* [Task details]
Move the records, starting at their first line and ending at the line containing "395;289;496;340", into your reply with every line kept, adding 18 to each bounding-box coordinate.

* [Input records]
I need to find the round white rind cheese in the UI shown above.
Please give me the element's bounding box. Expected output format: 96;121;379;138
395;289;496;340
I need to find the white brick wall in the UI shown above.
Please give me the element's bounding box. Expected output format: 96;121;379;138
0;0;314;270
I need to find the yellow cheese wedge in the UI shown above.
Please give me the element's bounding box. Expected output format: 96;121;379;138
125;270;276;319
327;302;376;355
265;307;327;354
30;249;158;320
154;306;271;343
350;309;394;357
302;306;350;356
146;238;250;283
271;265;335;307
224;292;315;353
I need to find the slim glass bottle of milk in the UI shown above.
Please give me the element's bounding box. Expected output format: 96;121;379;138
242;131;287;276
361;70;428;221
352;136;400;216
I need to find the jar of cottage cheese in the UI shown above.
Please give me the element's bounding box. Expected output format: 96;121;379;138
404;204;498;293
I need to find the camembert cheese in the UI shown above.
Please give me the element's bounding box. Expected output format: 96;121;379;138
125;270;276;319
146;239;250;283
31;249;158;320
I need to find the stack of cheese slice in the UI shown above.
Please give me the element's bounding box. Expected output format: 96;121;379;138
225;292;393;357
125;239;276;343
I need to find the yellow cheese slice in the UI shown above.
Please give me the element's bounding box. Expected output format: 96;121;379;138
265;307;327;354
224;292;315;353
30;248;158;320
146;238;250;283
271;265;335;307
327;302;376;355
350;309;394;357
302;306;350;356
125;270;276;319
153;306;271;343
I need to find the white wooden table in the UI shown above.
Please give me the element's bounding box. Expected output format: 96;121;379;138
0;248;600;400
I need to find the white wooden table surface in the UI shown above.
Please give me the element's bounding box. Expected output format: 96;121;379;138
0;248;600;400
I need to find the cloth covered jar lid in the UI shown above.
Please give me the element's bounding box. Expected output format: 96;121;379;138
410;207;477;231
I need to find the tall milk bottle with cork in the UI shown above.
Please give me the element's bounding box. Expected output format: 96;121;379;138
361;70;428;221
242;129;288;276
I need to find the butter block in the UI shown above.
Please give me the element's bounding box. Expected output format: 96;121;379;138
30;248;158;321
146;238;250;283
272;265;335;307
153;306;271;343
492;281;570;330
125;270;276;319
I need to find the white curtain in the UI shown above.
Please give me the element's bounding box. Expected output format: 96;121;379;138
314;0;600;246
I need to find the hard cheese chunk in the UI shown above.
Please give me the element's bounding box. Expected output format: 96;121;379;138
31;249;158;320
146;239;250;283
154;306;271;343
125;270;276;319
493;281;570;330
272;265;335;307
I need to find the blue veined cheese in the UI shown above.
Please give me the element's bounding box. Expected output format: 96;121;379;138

* [Correct output]
I need to find the round white rind cheese in the UI shown above.
Please give me the element's bounding box. Expected output format: 96;121;379;138
413;307;514;358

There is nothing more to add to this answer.